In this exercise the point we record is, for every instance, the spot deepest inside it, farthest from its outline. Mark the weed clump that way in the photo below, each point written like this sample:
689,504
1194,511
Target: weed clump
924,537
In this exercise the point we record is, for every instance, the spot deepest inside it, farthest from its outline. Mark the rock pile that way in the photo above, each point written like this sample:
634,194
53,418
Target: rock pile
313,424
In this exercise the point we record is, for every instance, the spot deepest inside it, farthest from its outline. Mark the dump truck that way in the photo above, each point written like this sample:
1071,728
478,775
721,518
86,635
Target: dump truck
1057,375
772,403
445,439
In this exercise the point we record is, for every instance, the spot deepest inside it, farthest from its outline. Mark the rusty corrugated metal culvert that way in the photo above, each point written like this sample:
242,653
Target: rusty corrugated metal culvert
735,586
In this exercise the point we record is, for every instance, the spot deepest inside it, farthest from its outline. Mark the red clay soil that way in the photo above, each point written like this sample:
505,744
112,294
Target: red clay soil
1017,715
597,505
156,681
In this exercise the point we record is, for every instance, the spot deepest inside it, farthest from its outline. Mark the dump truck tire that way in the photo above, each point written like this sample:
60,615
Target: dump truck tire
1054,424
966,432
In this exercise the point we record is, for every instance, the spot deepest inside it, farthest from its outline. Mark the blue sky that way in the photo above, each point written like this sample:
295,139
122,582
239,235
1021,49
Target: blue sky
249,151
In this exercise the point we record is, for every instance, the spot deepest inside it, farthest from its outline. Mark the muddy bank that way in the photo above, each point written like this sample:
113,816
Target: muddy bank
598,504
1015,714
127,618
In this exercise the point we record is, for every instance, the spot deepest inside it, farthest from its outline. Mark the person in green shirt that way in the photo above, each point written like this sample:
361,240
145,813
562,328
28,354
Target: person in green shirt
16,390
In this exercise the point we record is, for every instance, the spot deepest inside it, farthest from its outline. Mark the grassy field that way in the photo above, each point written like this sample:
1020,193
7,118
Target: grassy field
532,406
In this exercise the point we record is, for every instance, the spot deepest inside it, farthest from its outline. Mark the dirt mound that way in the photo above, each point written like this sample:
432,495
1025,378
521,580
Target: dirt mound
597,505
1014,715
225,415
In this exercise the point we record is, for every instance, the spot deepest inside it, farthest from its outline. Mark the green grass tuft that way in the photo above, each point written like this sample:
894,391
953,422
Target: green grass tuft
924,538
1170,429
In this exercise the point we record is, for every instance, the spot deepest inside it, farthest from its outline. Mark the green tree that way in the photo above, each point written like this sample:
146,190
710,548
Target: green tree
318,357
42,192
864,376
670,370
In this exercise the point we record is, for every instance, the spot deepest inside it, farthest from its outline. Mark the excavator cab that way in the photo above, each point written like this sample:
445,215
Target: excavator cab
* * * * * * * * *
## WRITTEN INSTRUCTION
Restate word for word the lines from the one holding "Mark the dirt" to the end of the listing, both ends included, and nothing more.

## EXERCISE RESULT
In this exercise the point we record is, for every instance, the spot deepest inside it, farthest from its outline. Mark the dirt mound that way in the photo above, each point written like this sample:
432,495
1025,378
521,580
Target: dirt mound
597,505
1014,715
225,415
In this exercise the point we record is, for every instance, the spot deepest inside it, farthest from its outline. Mark the green grass tuft that way in the photo above, each point written like this sample:
894,391
953,422
Target: green grass tuft
924,538
1170,429
In this exercise the point we record is, for every instance, the spot deepest inside it, farthest from its outline. Mark the green tree that way in the photo above, each point written like this sample:
146,190
710,548
Target: green tree
318,357
42,192
864,376
670,370
In this exercise the point we record is, for every instance, the spot deepest inside it, farthest from its outline. Mark the excavator cab that way in the photo above, each point written like this sample:
445,215
Target: excavator cab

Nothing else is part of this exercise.